* **Consigne**
Pouvez-vous recopier à l'identique les lignes du matériel ci-dessous, en commençant par celle qui contient "Pick-planner input: for every instance of the framed" et en terminant par celle qui contient "point(8, 135)", ces deux lignes comprises ?

* **Matériel fourni**
----------

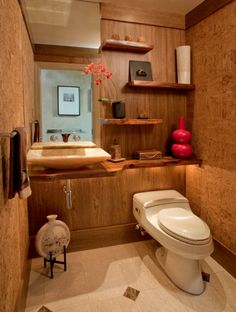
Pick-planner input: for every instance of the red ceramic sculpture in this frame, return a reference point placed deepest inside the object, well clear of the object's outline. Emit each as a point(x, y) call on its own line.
point(181, 135)
point(182, 138)
point(182, 150)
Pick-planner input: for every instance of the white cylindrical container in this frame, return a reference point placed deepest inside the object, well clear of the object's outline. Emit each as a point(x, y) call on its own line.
point(183, 57)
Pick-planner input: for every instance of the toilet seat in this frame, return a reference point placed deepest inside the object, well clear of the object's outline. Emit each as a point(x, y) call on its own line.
point(183, 225)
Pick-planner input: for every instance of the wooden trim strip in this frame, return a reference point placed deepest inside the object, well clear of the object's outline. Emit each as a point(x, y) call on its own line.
point(141, 16)
point(203, 10)
point(55, 50)
point(21, 4)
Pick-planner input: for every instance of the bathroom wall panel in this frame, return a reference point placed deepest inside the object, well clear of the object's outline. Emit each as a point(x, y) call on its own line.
point(212, 188)
point(99, 202)
point(16, 88)
point(168, 105)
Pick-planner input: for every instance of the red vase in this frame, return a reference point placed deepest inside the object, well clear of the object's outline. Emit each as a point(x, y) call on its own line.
point(182, 150)
point(181, 135)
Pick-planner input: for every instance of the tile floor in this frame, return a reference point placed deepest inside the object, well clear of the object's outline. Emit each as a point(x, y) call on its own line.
point(96, 280)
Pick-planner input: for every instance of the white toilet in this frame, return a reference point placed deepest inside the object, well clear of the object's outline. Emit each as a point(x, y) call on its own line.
point(168, 218)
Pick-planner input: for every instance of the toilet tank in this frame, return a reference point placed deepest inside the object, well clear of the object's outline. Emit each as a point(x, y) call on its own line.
point(156, 198)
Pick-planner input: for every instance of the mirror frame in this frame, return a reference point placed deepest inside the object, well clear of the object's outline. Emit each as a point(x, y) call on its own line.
point(96, 130)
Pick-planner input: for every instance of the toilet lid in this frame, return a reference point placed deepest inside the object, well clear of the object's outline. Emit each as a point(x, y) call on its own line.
point(184, 225)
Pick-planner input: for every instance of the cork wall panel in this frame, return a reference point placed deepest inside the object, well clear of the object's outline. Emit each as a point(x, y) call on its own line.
point(213, 111)
point(99, 202)
point(167, 105)
point(15, 83)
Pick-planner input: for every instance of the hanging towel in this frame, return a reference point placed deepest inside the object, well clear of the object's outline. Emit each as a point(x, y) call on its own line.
point(19, 177)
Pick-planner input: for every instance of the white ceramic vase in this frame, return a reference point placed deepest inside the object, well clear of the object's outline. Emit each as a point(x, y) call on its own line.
point(52, 237)
point(183, 58)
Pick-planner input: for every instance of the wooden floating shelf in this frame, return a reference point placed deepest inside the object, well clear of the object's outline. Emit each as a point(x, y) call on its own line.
point(160, 85)
point(126, 46)
point(134, 163)
point(106, 168)
point(132, 122)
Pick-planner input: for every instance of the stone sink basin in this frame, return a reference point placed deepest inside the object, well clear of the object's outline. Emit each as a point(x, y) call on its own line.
point(66, 157)
point(52, 145)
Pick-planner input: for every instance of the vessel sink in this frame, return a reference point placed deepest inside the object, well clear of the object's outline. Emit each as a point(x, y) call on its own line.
point(66, 158)
point(49, 145)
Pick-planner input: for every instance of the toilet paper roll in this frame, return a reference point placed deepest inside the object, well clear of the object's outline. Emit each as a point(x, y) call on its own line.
point(183, 57)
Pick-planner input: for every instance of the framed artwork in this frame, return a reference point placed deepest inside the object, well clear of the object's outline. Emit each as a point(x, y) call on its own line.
point(68, 101)
point(140, 70)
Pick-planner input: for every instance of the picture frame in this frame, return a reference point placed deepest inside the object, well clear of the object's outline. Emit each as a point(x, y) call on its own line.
point(140, 70)
point(68, 100)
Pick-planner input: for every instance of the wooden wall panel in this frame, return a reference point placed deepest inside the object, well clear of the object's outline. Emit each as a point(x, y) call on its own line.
point(168, 105)
point(212, 188)
point(99, 202)
point(16, 88)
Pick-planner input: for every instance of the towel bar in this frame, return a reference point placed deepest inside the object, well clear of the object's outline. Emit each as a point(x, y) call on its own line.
point(8, 135)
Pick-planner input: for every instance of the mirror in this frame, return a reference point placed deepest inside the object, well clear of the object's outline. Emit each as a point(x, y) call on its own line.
point(66, 103)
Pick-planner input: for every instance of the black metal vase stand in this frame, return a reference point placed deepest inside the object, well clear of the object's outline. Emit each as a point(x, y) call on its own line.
point(52, 260)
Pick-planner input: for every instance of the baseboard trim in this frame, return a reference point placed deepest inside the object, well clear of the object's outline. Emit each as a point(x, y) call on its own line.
point(22, 297)
point(225, 258)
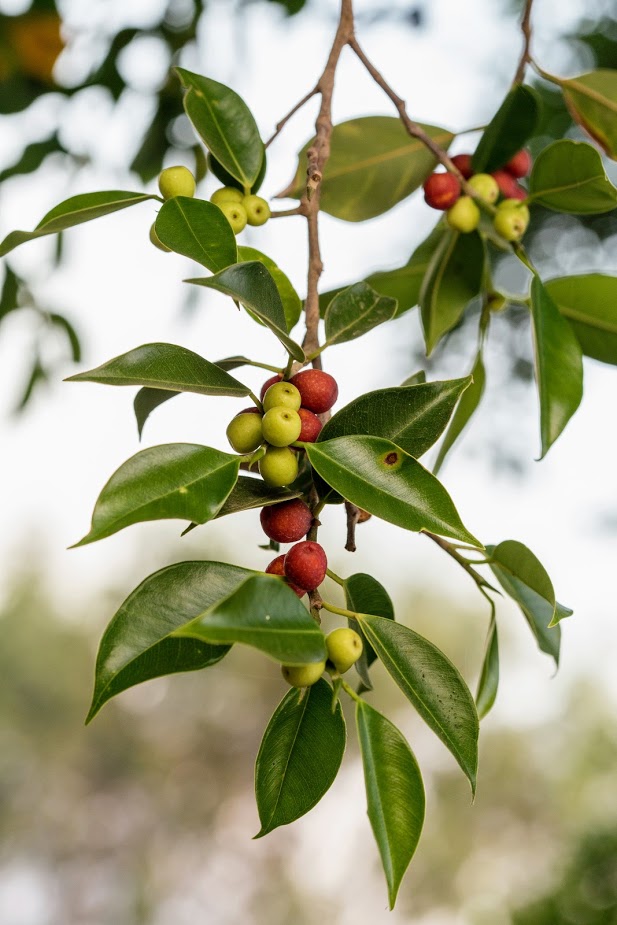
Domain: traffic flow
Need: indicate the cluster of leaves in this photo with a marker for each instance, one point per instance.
(186, 616)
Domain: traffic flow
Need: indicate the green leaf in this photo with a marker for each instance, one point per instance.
(354, 312)
(432, 684)
(138, 645)
(199, 230)
(299, 756)
(418, 378)
(251, 493)
(175, 480)
(167, 367)
(402, 283)
(379, 477)
(394, 793)
(373, 165)
(412, 416)
(74, 211)
(489, 676)
(589, 303)
(292, 304)
(146, 401)
(524, 578)
(225, 124)
(592, 101)
(453, 279)
(569, 176)
(253, 285)
(559, 365)
(469, 401)
(512, 125)
(364, 593)
(266, 614)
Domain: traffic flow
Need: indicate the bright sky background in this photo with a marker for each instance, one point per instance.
(122, 292)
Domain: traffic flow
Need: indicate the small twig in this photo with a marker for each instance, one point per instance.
(449, 548)
(415, 130)
(281, 125)
(283, 213)
(353, 516)
(526, 55)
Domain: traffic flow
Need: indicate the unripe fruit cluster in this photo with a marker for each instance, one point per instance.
(239, 209)
(344, 647)
(443, 191)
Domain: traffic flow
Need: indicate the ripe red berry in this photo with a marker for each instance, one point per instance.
(277, 567)
(441, 190)
(311, 426)
(463, 162)
(508, 187)
(306, 564)
(286, 522)
(318, 390)
(268, 383)
(520, 164)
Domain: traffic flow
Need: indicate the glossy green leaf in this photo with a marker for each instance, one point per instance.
(489, 675)
(74, 211)
(199, 230)
(356, 311)
(589, 303)
(299, 756)
(292, 304)
(412, 416)
(364, 593)
(592, 100)
(418, 378)
(402, 283)
(524, 578)
(558, 364)
(175, 480)
(373, 165)
(251, 493)
(266, 614)
(453, 278)
(394, 793)
(512, 125)
(379, 477)
(253, 285)
(225, 124)
(146, 401)
(137, 645)
(569, 176)
(432, 684)
(469, 401)
(226, 178)
(167, 367)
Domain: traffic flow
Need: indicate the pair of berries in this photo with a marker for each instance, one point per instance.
(290, 416)
(344, 647)
(240, 210)
(303, 567)
(443, 191)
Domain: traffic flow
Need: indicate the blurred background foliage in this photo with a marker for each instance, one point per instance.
(98, 58)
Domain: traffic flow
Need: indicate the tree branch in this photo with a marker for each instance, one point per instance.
(526, 55)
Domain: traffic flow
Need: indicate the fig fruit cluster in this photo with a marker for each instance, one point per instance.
(443, 191)
(239, 209)
(290, 409)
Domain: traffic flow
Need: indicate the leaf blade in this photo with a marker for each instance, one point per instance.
(291, 779)
(394, 790)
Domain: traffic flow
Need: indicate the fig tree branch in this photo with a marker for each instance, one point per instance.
(526, 54)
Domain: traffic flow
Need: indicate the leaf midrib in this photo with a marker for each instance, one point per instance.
(173, 491)
(406, 685)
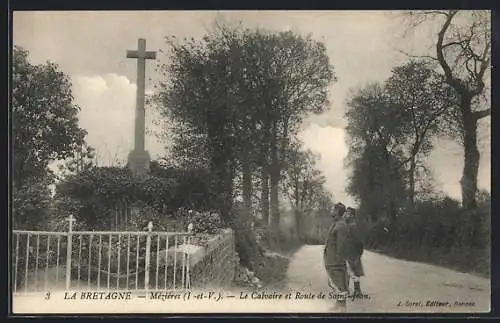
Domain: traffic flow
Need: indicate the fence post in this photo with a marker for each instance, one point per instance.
(148, 256)
(69, 246)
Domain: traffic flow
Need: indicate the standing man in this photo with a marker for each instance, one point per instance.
(354, 250)
(335, 258)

----------

* **Corrigé**
Pick-planner input: for every instance of the framed artwork in this frame, return a reference point placed deepest inside the object, well clear of the object's outline. Emit each as a point(x, y) call on its own line.
point(68, 101)
point(140, 70)
Pick-planner input: for every instance of the picture frame in this frame, return a reference point placed deepest inside the object, well clear of the object's outline. Emit each as a point(x, y) call on its own line.
point(140, 70)
point(68, 100)
Pick-planner input: for every instance of the wooden wall panel in this frame, return a reference point placed deepest inside the object, well clear of the object's outline. Emit each as a point(x, y) call on its own line.
point(168, 105)
point(212, 188)
point(99, 202)
point(16, 88)
Pick-planner input: for every instance of the towel bar in this frame, return a reference point placed deepest inside the object, well clear of the object's outline. Emit each as a point(x, y) call on its own line.
point(8, 135)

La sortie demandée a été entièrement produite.